Recorded information:

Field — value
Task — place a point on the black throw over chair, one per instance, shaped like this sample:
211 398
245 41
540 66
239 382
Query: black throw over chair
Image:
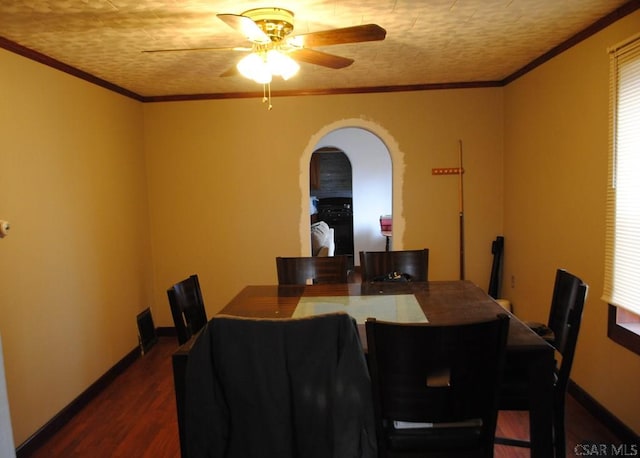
399 265
435 387
561 331
187 308
278 388
312 269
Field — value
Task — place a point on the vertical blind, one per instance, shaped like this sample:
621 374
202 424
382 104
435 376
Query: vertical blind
622 257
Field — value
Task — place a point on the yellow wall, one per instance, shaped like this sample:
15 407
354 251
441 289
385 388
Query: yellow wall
75 269
225 193
556 131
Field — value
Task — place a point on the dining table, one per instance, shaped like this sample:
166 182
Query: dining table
437 302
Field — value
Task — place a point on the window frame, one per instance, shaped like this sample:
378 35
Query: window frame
623 325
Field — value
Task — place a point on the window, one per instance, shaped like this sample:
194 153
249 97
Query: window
622 268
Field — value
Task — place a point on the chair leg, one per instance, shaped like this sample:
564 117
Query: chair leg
559 433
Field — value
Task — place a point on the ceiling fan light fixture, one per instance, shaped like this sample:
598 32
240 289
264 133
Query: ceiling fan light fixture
254 67
281 64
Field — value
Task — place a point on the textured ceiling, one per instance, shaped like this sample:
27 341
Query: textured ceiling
427 42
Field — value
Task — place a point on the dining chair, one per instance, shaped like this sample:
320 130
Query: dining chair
187 308
259 387
312 269
435 387
561 331
400 264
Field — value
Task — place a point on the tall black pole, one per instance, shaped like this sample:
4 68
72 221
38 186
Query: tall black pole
461 208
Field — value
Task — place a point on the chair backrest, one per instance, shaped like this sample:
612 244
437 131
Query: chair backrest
376 264
187 308
279 388
565 316
424 373
315 269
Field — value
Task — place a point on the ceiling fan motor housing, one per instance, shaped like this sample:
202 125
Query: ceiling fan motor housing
276 23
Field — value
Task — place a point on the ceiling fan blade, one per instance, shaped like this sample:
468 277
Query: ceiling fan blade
231 71
235 48
311 56
246 27
355 34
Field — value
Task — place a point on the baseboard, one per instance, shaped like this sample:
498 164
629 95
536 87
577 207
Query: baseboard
167 331
54 425
615 425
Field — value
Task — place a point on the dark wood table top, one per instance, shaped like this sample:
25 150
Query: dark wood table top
442 302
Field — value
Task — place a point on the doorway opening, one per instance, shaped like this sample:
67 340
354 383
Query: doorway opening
331 191
372 184
370 149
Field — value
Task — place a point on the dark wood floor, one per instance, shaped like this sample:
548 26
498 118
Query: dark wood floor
135 416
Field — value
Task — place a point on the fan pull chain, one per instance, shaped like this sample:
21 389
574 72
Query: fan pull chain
265 97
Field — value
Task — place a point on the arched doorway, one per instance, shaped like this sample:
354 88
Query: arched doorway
364 136
331 193
374 184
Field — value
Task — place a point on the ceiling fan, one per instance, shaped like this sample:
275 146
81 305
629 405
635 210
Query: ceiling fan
269 29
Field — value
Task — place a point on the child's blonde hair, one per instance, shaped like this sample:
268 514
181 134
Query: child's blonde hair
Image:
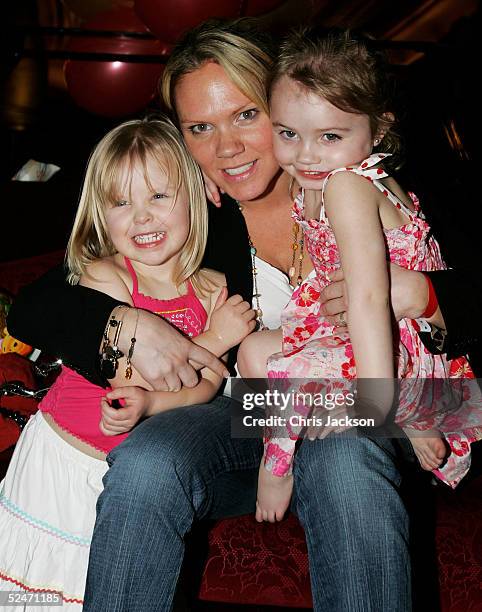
134 142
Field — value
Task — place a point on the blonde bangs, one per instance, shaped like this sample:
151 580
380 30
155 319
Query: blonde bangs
130 144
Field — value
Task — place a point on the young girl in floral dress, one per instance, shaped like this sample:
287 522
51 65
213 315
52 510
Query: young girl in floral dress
333 129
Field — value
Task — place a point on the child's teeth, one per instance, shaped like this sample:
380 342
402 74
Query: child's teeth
146 238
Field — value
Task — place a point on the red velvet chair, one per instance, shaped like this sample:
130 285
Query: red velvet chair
264 564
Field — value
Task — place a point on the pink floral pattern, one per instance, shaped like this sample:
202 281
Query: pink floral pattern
312 348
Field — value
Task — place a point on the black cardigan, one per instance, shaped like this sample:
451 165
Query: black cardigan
68 321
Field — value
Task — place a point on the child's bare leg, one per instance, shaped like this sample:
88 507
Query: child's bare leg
274 495
430 450
254 352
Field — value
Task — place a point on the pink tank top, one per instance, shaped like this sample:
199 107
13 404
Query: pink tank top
74 402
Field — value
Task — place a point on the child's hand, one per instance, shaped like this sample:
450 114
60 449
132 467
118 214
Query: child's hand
232 319
274 495
120 420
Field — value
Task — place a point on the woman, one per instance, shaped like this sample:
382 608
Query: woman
160 482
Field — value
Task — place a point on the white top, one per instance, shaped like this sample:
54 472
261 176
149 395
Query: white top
275 292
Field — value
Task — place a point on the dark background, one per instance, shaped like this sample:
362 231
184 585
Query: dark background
439 113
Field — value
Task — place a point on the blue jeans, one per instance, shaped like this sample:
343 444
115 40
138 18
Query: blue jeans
182 466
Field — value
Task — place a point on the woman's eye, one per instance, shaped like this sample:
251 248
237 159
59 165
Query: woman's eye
331 137
249 114
200 128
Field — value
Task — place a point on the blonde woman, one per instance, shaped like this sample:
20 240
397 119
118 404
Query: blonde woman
183 465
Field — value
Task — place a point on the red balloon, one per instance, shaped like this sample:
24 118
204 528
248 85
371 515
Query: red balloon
259 7
167 19
114 89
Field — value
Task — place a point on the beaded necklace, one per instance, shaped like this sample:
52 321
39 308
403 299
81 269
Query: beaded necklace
297 248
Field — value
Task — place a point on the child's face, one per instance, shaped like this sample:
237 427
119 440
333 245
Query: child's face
148 223
311 137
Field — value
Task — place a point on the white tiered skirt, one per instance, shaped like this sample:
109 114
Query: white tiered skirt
47 515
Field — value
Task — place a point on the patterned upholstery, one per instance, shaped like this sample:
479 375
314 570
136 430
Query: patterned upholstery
252 563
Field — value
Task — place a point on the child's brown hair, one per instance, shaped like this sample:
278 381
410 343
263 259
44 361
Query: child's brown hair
350 71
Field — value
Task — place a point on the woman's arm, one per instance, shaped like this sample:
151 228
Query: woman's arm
352 209
229 322
63 320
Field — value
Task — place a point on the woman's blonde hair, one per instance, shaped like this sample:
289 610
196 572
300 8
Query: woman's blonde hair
135 142
237 46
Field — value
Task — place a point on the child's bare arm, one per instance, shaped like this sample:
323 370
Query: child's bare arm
351 204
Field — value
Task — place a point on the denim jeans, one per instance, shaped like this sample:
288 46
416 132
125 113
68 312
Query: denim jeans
181 466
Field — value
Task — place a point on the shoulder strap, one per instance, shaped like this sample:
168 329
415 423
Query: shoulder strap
369 170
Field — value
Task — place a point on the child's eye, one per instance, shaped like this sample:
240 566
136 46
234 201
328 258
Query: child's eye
288 134
249 114
199 128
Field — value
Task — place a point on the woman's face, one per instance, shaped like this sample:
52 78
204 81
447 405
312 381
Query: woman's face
227 134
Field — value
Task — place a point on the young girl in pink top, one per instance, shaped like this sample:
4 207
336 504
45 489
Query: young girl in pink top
139 235
334 132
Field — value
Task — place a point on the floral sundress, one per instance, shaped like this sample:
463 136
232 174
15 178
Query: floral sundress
315 350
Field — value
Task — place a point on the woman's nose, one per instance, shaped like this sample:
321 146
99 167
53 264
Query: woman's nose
229 144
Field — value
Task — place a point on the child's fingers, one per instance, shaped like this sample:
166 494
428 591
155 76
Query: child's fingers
116 415
121 393
110 430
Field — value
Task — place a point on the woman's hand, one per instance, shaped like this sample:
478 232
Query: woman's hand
212 191
163 356
135 403
232 319
408 294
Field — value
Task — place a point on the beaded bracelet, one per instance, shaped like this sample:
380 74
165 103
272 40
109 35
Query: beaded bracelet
110 353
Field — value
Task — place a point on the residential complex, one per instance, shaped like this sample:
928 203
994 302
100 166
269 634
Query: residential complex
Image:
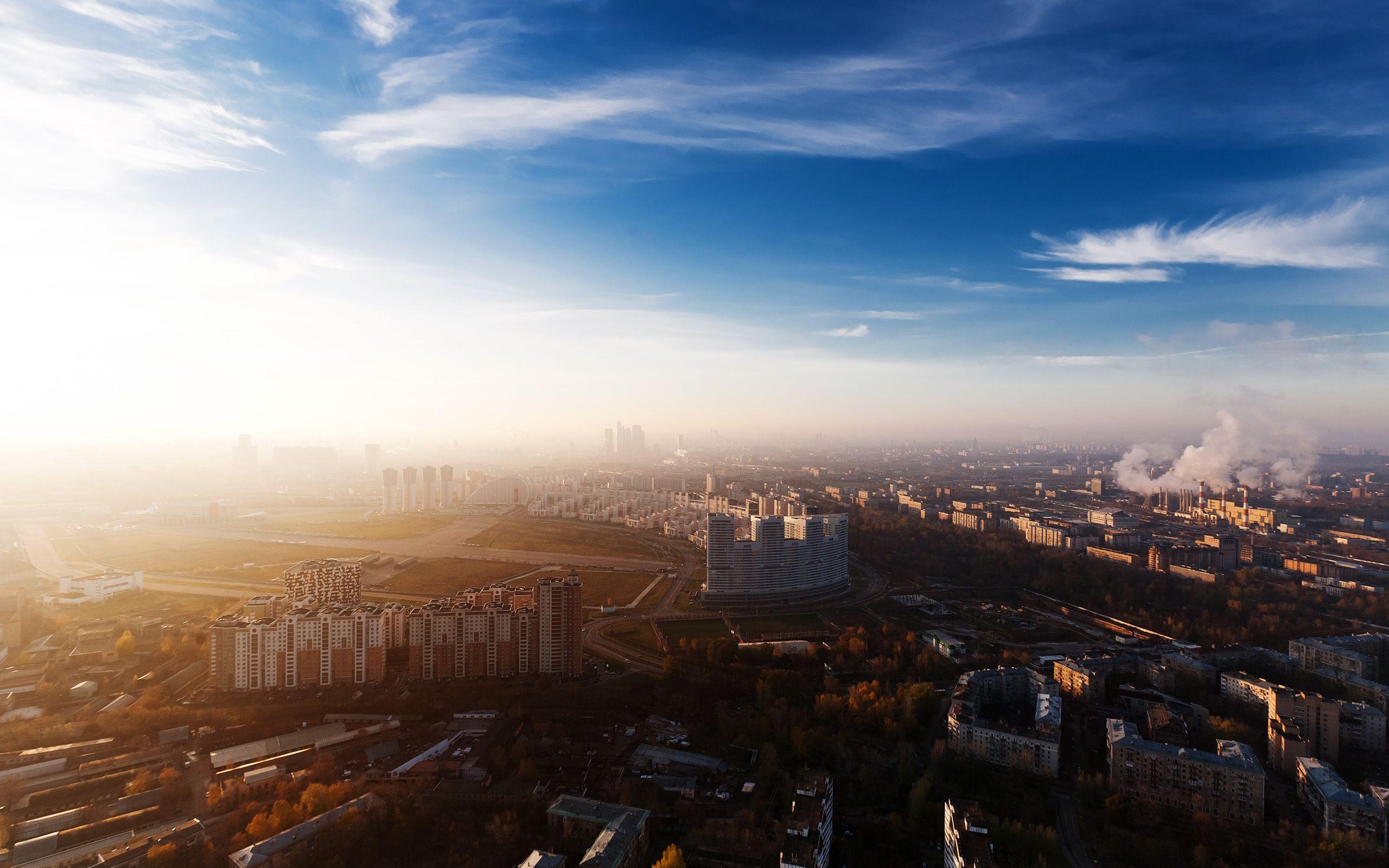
967 839
787 560
810 829
1009 717
481 633
324 582
614 835
1340 809
304 648
1228 785
81 591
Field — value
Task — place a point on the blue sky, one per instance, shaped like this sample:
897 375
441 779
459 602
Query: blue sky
1103 220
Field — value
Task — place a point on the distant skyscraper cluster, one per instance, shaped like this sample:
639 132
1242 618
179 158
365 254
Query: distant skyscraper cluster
624 441
415 490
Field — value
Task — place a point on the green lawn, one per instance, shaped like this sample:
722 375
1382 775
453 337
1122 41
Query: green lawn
699 629
635 633
566 538
762 626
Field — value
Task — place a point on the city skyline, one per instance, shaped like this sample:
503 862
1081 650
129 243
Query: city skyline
891 202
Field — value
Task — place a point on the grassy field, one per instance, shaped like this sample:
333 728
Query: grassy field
564 537
635 633
398 527
699 629
452 574
762 626
192 556
603 585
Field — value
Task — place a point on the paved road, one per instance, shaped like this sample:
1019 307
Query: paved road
1070 829
39 549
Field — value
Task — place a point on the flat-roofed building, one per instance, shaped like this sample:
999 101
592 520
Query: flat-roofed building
324 581
967 839
1228 784
1340 809
1009 717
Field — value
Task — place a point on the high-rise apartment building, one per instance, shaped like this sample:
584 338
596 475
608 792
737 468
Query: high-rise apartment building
496 631
304 648
1340 809
973 730
447 490
324 581
390 490
560 611
410 485
477 634
787 560
431 488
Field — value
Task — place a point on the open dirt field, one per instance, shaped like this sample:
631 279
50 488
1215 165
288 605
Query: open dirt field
192 556
448 576
564 537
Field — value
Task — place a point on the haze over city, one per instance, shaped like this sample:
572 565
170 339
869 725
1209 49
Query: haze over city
948 221
693 434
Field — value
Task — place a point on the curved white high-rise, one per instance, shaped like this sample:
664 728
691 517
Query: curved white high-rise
788 560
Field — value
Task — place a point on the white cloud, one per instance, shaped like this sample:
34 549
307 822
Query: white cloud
1107 276
73 117
939 282
473 122
856 106
377 20
1323 239
857 331
420 74
142 23
891 314
1251 339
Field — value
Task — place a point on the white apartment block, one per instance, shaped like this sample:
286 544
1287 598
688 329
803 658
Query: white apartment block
80 591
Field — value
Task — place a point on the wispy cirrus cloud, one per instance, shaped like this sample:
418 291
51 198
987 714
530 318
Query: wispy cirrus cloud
1256 338
1107 276
849 331
75 117
377 20
1323 239
935 281
484 122
891 314
834 106
148 18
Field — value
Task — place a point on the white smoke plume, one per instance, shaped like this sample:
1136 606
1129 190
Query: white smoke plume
1244 450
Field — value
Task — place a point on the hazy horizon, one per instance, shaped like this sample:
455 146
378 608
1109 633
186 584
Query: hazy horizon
377 221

The request:
Extract each line of the listing above that contains the string "face".

Output for this exercise:
Task — place a point on the child's face, one per instance, shaped like this sample:
Query: child's face
Task — place a point on the woman's face, one per instance, shaped like this sample:
Query: woman's face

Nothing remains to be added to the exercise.